#### [Task requirements]
All of the records below should be retyped exactly, with no pictures included.

(Beginning of Records supplied)

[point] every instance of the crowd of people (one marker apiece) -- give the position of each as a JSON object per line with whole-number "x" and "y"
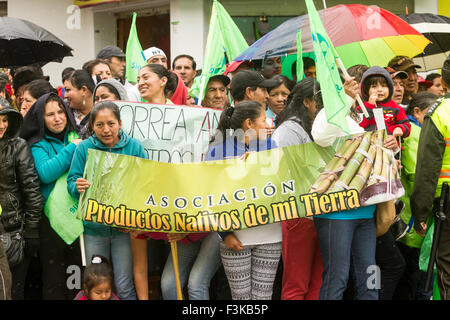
{"x": 45, "y": 133}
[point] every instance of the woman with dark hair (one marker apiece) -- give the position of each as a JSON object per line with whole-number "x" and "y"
{"x": 302, "y": 263}
{"x": 156, "y": 84}
{"x": 78, "y": 93}
{"x": 278, "y": 95}
{"x": 257, "y": 250}
{"x": 33, "y": 91}
{"x": 109, "y": 90}
{"x": 47, "y": 129}
{"x": 348, "y": 235}
{"x": 98, "y": 69}
{"x": 100, "y": 239}
{"x": 20, "y": 195}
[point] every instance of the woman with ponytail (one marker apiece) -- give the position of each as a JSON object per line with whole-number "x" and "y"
{"x": 156, "y": 84}
{"x": 257, "y": 250}
{"x": 302, "y": 263}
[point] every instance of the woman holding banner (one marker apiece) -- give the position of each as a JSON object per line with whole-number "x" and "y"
{"x": 78, "y": 92}
{"x": 46, "y": 128}
{"x": 250, "y": 257}
{"x": 100, "y": 239}
{"x": 302, "y": 264}
{"x": 109, "y": 90}
{"x": 156, "y": 84}
{"x": 20, "y": 198}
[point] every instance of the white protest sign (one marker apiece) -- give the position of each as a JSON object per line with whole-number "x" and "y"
{"x": 170, "y": 133}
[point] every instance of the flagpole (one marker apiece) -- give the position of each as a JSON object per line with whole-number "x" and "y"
{"x": 347, "y": 76}
{"x": 83, "y": 251}
{"x": 173, "y": 247}
{"x": 200, "y": 96}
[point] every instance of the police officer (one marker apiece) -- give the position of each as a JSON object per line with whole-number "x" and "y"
{"x": 432, "y": 170}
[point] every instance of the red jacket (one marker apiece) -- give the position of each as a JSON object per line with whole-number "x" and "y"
{"x": 394, "y": 116}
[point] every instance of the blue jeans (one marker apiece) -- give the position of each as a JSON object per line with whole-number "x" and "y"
{"x": 197, "y": 264}
{"x": 117, "y": 248}
{"x": 340, "y": 242}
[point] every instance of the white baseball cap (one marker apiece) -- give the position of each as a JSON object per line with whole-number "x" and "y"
{"x": 153, "y": 51}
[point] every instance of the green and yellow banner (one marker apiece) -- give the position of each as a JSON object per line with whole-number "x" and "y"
{"x": 267, "y": 187}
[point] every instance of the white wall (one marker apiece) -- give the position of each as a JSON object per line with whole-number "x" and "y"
{"x": 426, "y": 6}
{"x": 105, "y": 30}
{"x": 189, "y": 22}
{"x": 52, "y": 15}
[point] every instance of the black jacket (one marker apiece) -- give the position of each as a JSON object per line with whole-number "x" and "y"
{"x": 20, "y": 194}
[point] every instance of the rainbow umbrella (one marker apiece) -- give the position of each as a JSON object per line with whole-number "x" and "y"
{"x": 437, "y": 29}
{"x": 361, "y": 35}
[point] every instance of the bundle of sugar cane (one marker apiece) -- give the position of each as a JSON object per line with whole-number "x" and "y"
{"x": 360, "y": 179}
{"x": 353, "y": 164}
{"x": 336, "y": 164}
{"x": 375, "y": 175}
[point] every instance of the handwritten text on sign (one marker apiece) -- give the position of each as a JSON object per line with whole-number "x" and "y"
{"x": 170, "y": 133}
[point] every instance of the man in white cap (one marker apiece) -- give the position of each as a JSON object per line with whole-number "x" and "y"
{"x": 155, "y": 55}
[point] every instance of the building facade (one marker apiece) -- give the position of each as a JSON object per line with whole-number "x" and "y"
{"x": 175, "y": 26}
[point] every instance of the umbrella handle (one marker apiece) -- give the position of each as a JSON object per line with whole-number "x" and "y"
{"x": 173, "y": 246}
{"x": 346, "y": 75}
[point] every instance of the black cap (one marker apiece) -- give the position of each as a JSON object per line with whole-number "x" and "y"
{"x": 220, "y": 77}
{"x": 109, "y": 52}
{"x": 249, "y": 78}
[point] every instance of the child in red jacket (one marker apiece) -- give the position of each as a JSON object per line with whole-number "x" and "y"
{"x": 377, "y": 89}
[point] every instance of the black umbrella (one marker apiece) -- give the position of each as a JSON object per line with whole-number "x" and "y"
{"x": 437, "y": 29}
{"x": 25, "y": 43}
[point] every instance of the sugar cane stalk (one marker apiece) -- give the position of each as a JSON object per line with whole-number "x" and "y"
{"x": 360, "y": 178}
{"x": 346, "y": 151}
{"x": 353, "y": 165}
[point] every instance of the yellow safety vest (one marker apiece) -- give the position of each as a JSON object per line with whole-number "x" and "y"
{"x": 441, "y": 118}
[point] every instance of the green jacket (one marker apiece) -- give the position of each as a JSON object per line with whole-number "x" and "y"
{"x": 409, "y": 159}
{"x": 429, "y": 163}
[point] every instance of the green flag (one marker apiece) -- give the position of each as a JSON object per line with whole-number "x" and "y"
{"x": 61, "y": 208}
{"x": 224, "y": 42}
{"x": 135, "y": 59}
{"x": 300, "y": 73}
{"x": 333, "y": 94}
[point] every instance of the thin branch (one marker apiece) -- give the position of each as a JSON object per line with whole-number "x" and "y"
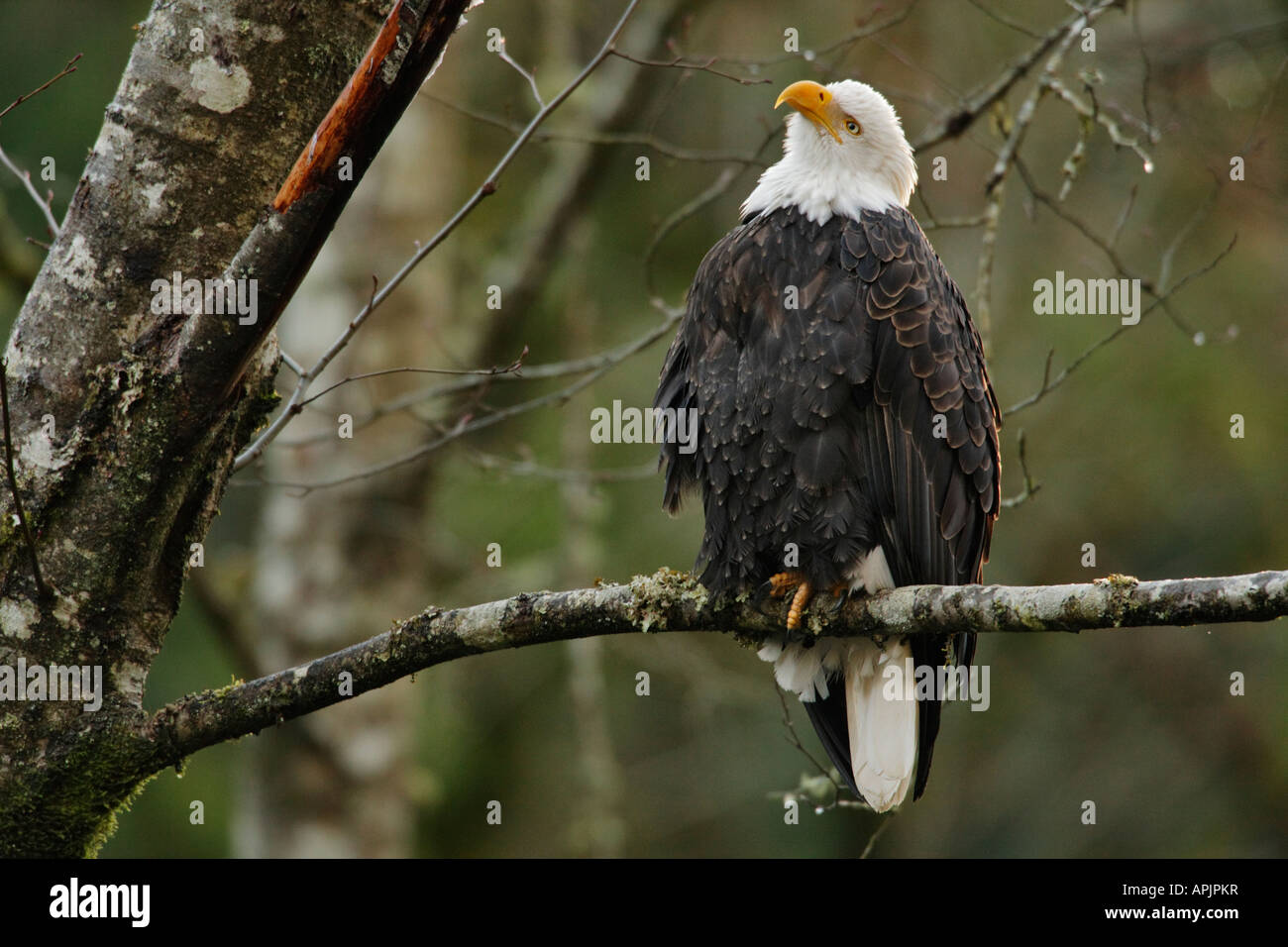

(End of Records supplied)

#### [Response to the exercise]
[point] every instance of the crowd of people (one marker apiece) -- give the position of each as a JSON object per line with whole-number "x" and "y"
{"x": 45, "y": 133}
[point] every instance of the woman with dark hair (one marker apiece) -- give the position of each as a JSON object per line with whole-number "x" and "y"
{"x": 302, "y": 263}
{"x": 156, "y": 84}
{"x": 78, "y": 93}
{"x": 278, "y": 95}
{"x": 257, "y": 250}
{"x": 33, "y": 91}
{"x": 109, "y": 90}
{"x": 47, "y": 129}
{"x": 348, "y": 235}
{"x": 98, "y": 69}
{"x": 100, "y": 239}
{"x": 20, "y": 195}
[point] every instance of the woman with ponytail (one marker apiece) -- give the position of each as a JSON object per line with whole-number "x" and "y"
{"x": 156, "y": 84}
{"x": 257, "y": 250}
{"x": 302, "y": 263}
[point] every instance of the woman holding banner (one marker apiece) -- give the position of each as a JSON object per line with whole-number "x" and "y"
{"x": 78, "y": 92}
{"x": 46, "y": 128}
{"x": 250, "y": 257}
{"x": 100, "y": 239}
{"x": 302, "y": 264}
{"x": 109, "y": 90}
{"x": 156, "y": 84}
{"x": 20, "y": 198}
[point] every instance of the white protest sign (one marker apiece) -- give the position of each as a JSON object per line with whole-number "x" and "y"
{"x": 170, "y": 133}
[point] every instance of the flagpole (one marker apiece) -- give the position of each as a JSON object per line with whole-number "x" and "y"
{"x": 347, "y": 76}
{"x": 83, "y": 251}
{"x": 173, "y": 247}
{"x": 200, "y": 96}
[point] every instance of the police officer (one marker apiece) -- give the position of each as a JSON object per line with whole-number "x" and "y"
{"x": 432, "y": 170}
[point] every instance of the red jacket (one marker apiece) -- give the position of each as a JSON object per line with whole-number "x" and "y"
{"x": 394, "y": 116}
[point] every instance of the blue jeans (one marker apiece) -- give the position of each as a JSON object per line with whole-number "x" and "y"
{"x": 197, "y": 264}
{"x": 117, "y": 248}
{"x": 340, "y": 242}
[point] every instance of the white baseball cap (one marker apiece) -- give the position of each as a JSON object per line with whole-number "x" and "y"
{"x": 153, "y": 51}
[point] every instance of the green and yellow banner (one marker apiece) -- give the position of each as a JSON object per line with whole-number "x" and "y"
{"x": 267, "y": 187}
[point] every instance of the white wall (one marker apiece) -- give the position of each as a JSON object per line with whole-number "x" and "y"
{"x": 426, "y": 6}
{"x": 105, "y": 30}
{"x": 189, "y": 22}
{"x": 52, "y": 15}
[point] every instance of the black jacket (one marker apiece) -- give the position of each as a JSON object per line with whole-number "x" and "y"
{"x": 20, "y": 194}
[point] every instance of the rainbow umbrella (one marker apiece) -- give the position of each as a JSON object per line with whole-number "x" and "y"
{"x": 437, "y": 29}
{"x": 361, "y": 35}
[point] every instance of the bundle of sugar cane (one marker apiece) -- give the position of each as a JSON object per line with whole-number "x" and "y"
{"x": 360, "y": 179}
{"x": 353, "y": 164}
{"x": 336, "y": 164}
{"x": 375, "y": 175}
[point] every instance of the handwritten text on sign (one marker apiece) -- give the position of each as a JSON object per line with whole-number "x" and "y"
{"x": 170, "y": 133}
[point] every instance of the man in white cap (one marker apiece) -- give the position of each as a JSON object per line with whole-number "x" and "y"
{"x": 155, "y": 55}
[point] every instance of the building facade (one marker apiece) -- give the position of each as a JSON object per line with whole-number "x" and "y"
{"x": 175, "y": 26}
[point] every instance of the umbrella handle (one marker apiece) -- give the position of each as a JSON object per line with whole-number "x" and "y"
{"x": 173, "y": 246}
{"x": 346, "y": 75}
[point] every instance of the black cap (one marker apiece) -- give the position of each as a JSON object per line with whole-number "x" and "y"
{"x": 220, "y": 77}
{"x": 109, "y": 52}
{"x": 249, "y": 78}
[point] every instance of the child in red jacket (one marker apiece) -- give the position of each as a JSON object per line with whole-number "x" and "y"
{"x": 377, "y": 89}
[point] every instance of the black umbrella (one marker apiece) -- give the position of each as a JSON object per line with whole-number "x" and "y"
{"x": 437, "y": 29}
{"x": 25, "y": 43}
[point] every instance of the sugar cane stalk (one marker apiece) -- give the position of each as a JSON object per line with whole-number "x" and "y"
{"x": 360, "y": 178}
{"x": 346, "y": 151}
{"x": 353, "y": 165}
[point] every instance of the yellow safety vest (one marker apiece) -- give the position of each as a JSON object per line with whole-number "x" and "y"
{"x": 441, "y": 118}
[point] every instance of the green jacket (one marker apiece) -- give the position of each as a JSON object per line with whole-number "x" and "y"
{"x": 409, "y": 159}
{"x": 429, "y": 163}
[point] every instance of the green flag (one marker apiece) -- give the position of each as a JSON object per line with whole-number "x" and "y"
{"x": 61, "y": 208}
{"x": 224, "y": 42}
{"x": 135, "y": 59}
{"x": 300, "y": 73}
{"x": 333, "y": 94}
[point] every instance of the thin branch (one marker apiece) -- give the position of each as a JSON object per line with whole-number "x" and "y"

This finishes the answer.